## BEGIN Document text

Friday, February 18, 2005

Iran Calls For Islamic Unity

The Associated Press, CBS News:
Iran warned Thursday that any strike on its nuclear facilities will draw a swift and crushing response and called for an expansion of its newly emerging strategic alliance with Syria to create a powerful united Islamic front that could confront Washington and Israel.

The warning by the country's defense minister and the call for an Islamic alliance reflected Iran's concern about growing U.S. pressure to drop all its nuclear ambitions. With Syria under similarly strong American scrutiny — in its case for its role in Lebanon and as an alleged sponsor of terrorism — the two nations were trying to diminish Washington's efforts to isolate them.

Despite tough talk, the Bush administration has stuck with diplomatic pressure against both countries. Still, fears it will attack one or the other abound, and Iranian Defense Minister Ali Shamkhani was quoted Thursday by state-run radio as saying Iranian retaliation would be harsh.

"When the Iranian nation sees our crushing response to the enemy, it should know one of our nuclear or non-nuclear facilities has been attacked," he said a day after an explosion in southwestern Iran near a nuclear facility that initially was reported as a missile strike. After varying possible explanations, Iranian authorities said it was due to construction work on a dam.

## END Document text
## BEGIN Information shown

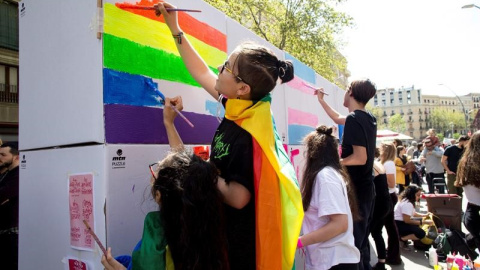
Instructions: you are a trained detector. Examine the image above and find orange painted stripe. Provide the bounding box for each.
[253,139,282,270]
[117,0,227,52]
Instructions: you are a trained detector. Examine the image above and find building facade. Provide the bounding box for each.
[369,86,480,140]
[0,0,19,141]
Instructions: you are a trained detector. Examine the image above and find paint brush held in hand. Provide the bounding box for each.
[83,219,107,257]
[115,3,202,12]
[302,82,328,96]
[155,89,194,128]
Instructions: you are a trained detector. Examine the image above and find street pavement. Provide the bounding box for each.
[369,180,468,270]
[295,178,474,270]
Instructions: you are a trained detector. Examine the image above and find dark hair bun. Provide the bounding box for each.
[316,125,333,136]
[278,60,294,83]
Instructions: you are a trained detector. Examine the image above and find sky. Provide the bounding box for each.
[338,0,480,96]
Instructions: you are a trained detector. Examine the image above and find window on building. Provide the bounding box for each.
[0,65,18,103]
[0,1,18,51]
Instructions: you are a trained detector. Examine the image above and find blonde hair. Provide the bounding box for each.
[380,143,396,164]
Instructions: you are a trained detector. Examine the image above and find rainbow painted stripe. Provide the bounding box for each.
[225,95,303,270]
[288,108,318,145]
[103,0,227,144]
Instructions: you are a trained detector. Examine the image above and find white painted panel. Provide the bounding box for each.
[19,145,106,270]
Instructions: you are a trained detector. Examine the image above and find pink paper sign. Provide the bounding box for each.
[68,259,88,270]
[68,174,95,250]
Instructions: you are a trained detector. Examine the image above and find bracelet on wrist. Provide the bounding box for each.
[297,237,303,248]
[172,32,183,44]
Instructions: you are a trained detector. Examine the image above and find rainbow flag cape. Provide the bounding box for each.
[225,95,303,270]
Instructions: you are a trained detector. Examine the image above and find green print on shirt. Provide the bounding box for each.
[213,133,230,159]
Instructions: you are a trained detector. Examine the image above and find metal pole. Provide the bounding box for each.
[439,83,468,134]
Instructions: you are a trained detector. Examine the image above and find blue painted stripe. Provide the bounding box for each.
[103,68,162,107]
[285,53,316,85]
[288,125,315,145]
[205,100,225,118]
[338,125,345,140]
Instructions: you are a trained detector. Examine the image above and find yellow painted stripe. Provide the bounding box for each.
[103,3,227,67]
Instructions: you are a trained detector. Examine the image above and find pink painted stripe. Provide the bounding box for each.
[287,76,315,95]
[288,108,318,128]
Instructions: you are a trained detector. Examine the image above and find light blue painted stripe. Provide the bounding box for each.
[288,125,315,145]
[285,53,316,85]
[338,125,345,140]
[205,100,225,118]
[103,68,163,107]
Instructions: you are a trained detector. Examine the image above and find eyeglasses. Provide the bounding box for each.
[148,162,158,180]
[220,61,245,82]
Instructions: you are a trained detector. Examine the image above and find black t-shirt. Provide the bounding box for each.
[443,145,464,173]
[342,110,377,200]
[210,115,255,269]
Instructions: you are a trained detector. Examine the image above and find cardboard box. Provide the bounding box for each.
[423,194,462,231]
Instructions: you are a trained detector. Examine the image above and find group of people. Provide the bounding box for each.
[102,2,480,269]
[102,2,376,269]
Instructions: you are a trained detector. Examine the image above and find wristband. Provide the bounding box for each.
[172,32,183,44]
[297,237,303,248]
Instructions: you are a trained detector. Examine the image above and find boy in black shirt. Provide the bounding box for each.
[317,79,377,270]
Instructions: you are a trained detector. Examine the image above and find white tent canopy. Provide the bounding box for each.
[377,129,413,142]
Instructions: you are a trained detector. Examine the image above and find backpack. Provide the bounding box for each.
[433,230,478,260]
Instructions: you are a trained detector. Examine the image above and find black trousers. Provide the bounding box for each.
[427,173,445,194]
[463,203,480,250]
[353,184,375,270]
[0,233,18,270]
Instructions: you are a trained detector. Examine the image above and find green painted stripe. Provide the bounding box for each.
[103,33,218,86]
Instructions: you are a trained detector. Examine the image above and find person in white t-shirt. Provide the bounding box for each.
[371,143,402,270]
[394,184,432,246]
[298,126,360,270]
[455,131,480,250]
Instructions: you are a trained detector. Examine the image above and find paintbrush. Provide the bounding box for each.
[302,82,328,96]
[155,89,194,128]
[115,3,202,12]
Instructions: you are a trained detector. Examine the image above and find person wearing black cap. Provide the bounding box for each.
[442,135,470,196]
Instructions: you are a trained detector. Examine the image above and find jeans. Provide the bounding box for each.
[385,192,401,261]
[353,185,375,270]
[463,203,480,250]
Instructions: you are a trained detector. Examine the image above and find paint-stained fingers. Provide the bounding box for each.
[170,96,183,111]
[315,88,325,101]
[163,98,177,124]
[101,248,126,270]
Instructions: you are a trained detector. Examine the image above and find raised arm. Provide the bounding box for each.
[315,88,347,125]
[163,96,184,151]
[156,2,218,99]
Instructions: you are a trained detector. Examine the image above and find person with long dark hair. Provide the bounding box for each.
[394,145,410,193]
[317,79,377,270]
[102,97,229,270]
[455,131,480,250]
[298,126,360,269]
[155,2,303,270]
[394,184,432,248]
[370,144,400,270]
[378,143,402,269]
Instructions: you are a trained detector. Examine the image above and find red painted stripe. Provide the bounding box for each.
[116,0,227,52]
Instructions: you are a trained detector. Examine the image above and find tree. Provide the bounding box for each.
[430,108,465,135]
[205,0,353,88]
[388,113,407,133]
[365,103,387,130]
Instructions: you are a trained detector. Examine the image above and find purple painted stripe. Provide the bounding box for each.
[104,104,218,144]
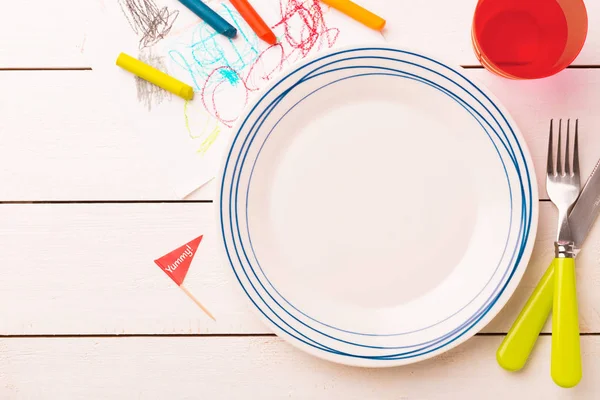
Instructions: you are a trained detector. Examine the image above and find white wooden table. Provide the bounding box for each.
[0,0,600,399]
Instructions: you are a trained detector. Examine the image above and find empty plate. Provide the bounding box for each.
[216,47,538,366]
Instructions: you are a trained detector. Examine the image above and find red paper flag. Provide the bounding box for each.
[154,235,203,286]
[154,235,215,320]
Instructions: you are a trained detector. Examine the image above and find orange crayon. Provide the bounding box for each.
[231,0,277,44]
[321,0,385,31]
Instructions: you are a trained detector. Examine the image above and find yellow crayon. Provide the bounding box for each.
[321,0,385,31]
[117,53,194,100]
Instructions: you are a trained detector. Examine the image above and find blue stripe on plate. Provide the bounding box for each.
[220,48,532,360]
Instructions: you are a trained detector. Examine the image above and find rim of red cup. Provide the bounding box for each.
[471,0,589,80]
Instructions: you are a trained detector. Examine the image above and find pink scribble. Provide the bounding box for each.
[176,0,340,127]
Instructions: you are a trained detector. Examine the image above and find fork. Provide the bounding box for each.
[546,120,582,387]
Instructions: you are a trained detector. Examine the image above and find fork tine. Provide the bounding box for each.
[565,118,571,175]
[573,119,579,176]
[546,119,554,175]
[556,118,563,175]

## END Information shown

How does the Iran Calls For Islamic Unity news article go on after its final paragraph? Write the next few paragraphs.

## [Answer below]
Former President Hashemi Rafsanjani's call for a powerful alliance among Islamic nations was another sign of the tense situation; it came a day after Syria and Iran declared they would form a united front in the face of any threats.

However, the idea appeared unlikely to go far, with many key Arab states — Egypt, Jordan, Saudi Arabia — close Washington allies and long suspicious of Iran's Shiite Muslim clerical regime. ...

"The Iranian-Syrian common front is not a new phenomenon. Iran and Syria have been strategic allies for the past 2 1/2 decades. What was declared Wednesday was insistence on more coordination and cooperation between the two in the face of growing U.S. hostility," said Mohammad Sadeq al-Hosseini, an Iranian expert on Arab affairs.

"The declaration may lead to closer high-level contacts so that the two can assist each other at crucial moments," he said, noting Iran was a major power in the Gulf. "Closer cooperation between Tehran and Damascus can help delay U.S. plans against the two countries." ...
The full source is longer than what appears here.